Como é público, o orçamento de Estado vai ser entregue no parlamento no próximo dia 10. A sua votação, contudo, só acontecerá no fim do mês.
Este calendário significa que, quando a Comissão Europeia, do alto da sua soberba generosidade, decide, como fez ontem, adiar para 13 de outubro e estender meia dúzia de dias o prazo que dá ao governo para este se comprometer com um valor máximo de despesa pública que necessariamente acate o limite que aquela instituição impôs, unilateral e previamente, ao país (e que continuamos sem saber qual é e como foi calculado), o que está de facto a fazer é, diria, a exigir que o simulacro de discussão orçamental a que temos assistido dê lugar ao logro em que consistirá votar no parlamento de Portugal um orçamento com o qual o país foi previamente comprometido perante entidades externas.
Partilhada a ideia acima com um amigo de cuja capacidade analítica disponho sempre que posso, partilhei também as minhas interrogações.
O que acontece se o parlamento aprovar, como é prerrogativa de um parlamento soberano, uma despesa superior ao limite decidido pela Comissão?

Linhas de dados

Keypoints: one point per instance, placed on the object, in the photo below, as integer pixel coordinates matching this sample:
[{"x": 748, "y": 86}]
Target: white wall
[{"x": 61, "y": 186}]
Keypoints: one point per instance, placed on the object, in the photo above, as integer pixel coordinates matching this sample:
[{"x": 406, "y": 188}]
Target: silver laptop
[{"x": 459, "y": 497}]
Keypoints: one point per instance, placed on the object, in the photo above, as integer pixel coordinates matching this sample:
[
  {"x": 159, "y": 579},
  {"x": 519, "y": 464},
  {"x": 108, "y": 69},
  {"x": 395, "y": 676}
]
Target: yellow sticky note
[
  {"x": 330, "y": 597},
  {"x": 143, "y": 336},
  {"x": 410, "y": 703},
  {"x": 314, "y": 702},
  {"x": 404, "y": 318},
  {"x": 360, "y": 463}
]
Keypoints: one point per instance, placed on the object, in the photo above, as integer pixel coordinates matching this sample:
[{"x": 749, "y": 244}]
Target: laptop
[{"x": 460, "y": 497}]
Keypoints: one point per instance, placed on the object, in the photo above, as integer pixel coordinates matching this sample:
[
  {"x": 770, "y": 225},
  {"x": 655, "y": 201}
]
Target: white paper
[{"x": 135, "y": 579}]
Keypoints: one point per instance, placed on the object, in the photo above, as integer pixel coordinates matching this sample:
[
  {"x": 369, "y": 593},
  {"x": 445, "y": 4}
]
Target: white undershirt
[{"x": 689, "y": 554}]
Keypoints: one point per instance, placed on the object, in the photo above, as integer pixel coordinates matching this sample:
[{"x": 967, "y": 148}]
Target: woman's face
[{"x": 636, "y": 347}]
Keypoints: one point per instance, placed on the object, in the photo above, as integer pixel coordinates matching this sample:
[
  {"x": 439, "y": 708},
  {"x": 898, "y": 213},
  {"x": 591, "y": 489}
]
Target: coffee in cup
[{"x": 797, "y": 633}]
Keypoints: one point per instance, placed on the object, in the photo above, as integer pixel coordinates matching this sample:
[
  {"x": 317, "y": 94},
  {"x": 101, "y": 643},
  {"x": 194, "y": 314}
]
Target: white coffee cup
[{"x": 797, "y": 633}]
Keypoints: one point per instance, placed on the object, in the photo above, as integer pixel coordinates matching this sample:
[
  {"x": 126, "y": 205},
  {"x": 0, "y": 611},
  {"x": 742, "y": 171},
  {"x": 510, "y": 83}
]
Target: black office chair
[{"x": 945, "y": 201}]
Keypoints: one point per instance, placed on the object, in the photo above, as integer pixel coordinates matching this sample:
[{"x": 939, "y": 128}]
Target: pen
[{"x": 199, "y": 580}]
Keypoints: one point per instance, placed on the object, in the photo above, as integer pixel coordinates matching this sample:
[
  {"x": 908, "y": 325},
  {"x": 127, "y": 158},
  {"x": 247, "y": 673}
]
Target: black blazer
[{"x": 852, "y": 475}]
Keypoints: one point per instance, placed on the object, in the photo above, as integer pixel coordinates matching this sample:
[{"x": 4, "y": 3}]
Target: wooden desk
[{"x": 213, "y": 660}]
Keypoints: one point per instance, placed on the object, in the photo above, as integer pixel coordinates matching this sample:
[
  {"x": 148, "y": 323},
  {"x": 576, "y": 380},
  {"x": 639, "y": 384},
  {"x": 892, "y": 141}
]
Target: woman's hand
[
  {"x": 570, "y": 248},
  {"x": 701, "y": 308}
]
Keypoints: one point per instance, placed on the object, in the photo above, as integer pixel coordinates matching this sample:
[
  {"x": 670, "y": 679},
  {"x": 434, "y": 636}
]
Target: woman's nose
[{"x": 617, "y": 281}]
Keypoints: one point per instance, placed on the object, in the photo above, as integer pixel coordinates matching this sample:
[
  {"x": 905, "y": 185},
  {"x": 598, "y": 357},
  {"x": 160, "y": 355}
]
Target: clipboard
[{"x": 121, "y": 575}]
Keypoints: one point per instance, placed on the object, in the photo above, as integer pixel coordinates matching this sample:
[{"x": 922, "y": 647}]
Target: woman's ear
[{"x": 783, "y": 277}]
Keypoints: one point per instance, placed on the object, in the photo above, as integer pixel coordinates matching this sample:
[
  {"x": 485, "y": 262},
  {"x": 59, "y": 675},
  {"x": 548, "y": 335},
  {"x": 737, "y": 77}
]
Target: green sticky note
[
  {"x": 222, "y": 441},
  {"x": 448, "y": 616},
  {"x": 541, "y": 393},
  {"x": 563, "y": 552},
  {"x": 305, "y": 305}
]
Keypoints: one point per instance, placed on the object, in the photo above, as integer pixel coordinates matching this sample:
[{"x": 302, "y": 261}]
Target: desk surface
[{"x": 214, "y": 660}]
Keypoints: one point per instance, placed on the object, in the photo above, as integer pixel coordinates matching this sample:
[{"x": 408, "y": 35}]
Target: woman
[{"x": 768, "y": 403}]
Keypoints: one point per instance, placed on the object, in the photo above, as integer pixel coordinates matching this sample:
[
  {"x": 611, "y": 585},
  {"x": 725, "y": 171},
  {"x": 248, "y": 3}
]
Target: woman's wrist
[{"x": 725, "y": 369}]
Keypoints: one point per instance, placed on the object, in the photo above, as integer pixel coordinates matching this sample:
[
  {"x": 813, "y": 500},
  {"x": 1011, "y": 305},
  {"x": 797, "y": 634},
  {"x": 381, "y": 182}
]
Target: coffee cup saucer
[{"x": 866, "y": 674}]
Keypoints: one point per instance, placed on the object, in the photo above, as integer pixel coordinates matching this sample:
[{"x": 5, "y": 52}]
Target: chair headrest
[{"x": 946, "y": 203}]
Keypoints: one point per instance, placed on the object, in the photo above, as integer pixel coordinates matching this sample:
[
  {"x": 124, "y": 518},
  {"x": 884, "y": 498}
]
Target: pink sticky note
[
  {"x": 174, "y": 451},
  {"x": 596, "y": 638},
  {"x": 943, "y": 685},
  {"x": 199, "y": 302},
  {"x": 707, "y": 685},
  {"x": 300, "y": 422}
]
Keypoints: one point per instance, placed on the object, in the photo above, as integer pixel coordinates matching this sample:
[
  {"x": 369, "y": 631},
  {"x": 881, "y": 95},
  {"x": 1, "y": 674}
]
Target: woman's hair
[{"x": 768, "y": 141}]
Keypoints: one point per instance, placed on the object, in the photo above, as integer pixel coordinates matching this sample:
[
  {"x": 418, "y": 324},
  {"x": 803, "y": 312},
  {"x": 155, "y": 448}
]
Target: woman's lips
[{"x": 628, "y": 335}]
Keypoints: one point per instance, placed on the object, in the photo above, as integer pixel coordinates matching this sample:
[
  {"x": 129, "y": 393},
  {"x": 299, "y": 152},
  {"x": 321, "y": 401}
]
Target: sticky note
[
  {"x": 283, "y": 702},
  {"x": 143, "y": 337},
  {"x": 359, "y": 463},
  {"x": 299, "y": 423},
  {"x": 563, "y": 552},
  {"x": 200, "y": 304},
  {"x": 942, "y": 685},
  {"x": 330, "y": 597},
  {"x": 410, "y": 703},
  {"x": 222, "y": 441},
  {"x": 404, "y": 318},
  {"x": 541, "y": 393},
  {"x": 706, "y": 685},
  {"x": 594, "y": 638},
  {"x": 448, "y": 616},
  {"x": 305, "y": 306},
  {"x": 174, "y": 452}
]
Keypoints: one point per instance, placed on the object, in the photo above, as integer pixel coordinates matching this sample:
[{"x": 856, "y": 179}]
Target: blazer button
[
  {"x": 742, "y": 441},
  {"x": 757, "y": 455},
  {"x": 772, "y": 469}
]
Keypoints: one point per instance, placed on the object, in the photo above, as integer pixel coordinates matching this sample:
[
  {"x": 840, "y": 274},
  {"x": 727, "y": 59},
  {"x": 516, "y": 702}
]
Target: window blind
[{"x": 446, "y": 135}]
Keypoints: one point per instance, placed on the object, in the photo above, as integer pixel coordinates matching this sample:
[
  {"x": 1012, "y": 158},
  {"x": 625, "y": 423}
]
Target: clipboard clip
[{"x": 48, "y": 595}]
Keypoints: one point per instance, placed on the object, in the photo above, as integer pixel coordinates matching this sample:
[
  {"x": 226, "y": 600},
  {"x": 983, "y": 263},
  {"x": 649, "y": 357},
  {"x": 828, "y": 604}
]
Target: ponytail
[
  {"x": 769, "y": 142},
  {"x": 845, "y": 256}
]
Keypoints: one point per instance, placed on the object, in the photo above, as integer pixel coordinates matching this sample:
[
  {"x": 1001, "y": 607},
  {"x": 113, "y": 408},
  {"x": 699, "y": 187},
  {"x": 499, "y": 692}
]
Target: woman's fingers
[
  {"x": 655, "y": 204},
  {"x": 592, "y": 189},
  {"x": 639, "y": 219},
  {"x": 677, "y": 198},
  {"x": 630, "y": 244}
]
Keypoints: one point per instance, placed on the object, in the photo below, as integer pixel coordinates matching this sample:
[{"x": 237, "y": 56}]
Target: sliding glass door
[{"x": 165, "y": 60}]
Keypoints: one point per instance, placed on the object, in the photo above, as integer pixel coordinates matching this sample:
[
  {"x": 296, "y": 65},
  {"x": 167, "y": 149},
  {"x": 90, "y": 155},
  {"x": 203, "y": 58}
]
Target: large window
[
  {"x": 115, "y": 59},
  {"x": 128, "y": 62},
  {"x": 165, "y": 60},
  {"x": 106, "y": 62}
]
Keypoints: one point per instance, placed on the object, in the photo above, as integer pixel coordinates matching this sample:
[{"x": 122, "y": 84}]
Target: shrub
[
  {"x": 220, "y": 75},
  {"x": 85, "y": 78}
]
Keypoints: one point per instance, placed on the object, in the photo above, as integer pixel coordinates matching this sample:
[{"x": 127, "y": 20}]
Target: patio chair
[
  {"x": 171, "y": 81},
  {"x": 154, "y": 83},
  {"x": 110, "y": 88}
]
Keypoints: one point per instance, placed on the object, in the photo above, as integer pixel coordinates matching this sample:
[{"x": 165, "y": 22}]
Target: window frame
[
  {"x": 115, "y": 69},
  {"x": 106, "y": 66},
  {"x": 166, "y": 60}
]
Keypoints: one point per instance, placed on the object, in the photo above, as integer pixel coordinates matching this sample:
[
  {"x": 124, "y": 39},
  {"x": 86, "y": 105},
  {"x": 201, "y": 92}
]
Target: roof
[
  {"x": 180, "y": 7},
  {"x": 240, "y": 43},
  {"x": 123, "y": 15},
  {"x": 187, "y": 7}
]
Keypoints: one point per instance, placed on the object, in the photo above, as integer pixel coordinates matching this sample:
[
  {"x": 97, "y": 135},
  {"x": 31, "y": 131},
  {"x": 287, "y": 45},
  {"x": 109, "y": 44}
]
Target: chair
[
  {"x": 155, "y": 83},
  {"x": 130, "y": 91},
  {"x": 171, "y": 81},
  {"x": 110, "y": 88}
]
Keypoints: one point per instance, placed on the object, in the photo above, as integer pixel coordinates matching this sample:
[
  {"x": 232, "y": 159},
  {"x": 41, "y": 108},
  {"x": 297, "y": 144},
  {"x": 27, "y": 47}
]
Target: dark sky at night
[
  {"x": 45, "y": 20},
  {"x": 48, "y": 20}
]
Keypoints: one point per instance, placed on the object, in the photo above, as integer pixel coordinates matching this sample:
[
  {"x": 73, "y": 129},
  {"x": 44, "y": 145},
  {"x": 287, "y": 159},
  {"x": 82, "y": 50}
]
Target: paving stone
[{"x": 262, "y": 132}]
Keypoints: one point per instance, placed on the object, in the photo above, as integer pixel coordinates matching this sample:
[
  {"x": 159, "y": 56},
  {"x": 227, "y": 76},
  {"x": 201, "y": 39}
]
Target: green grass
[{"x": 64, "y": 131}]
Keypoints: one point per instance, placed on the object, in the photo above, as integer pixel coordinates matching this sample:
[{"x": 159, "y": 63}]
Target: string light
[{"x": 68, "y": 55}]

O que fazer =>
Consegue transcrever na íntegra o texto sobre o orçamento de Estado, mantendo cada palavra e cada sinal de pontuação?

Resolução =>
Como é público, o orçamento de Estado vai ser entregue no parlamento no próximo dia 10. A sua votação, contudo, só acontecerá no fim do mês.
Este calendário significa que, quando a Comissão Europeia, do alto da sua soberba generosidade, decide, como fez ontem, adiar para 13 de outubro e estender meia dúzia de dias o prazo que dá ao governo para este se comprometer com um valor máximo de despesa pública que necessariamente acate o limite que aquela instituição impôs, unilateral e previamente, ao país (e que continuamos sem saber qual é e como foi calculado), o que está de facto a fazer é, diria, a exigir que o simulacro de discussão orçamental a que temos assistido dê lugar ao logro em que consistirá votar no parlamento de Portugal um orçamento com o qual o país foi previamente comprometido perante entidades externas.
Partilhada a ideia acima com um amigo de cuja capacidade analítica disponho sempre que posso, partilhei também as minhas interrogações.
O que acontece se o parlamento aprovar, como é prerrogativa de um parlamento soberano, uma despesa superior ao limite decidido pela Comissão?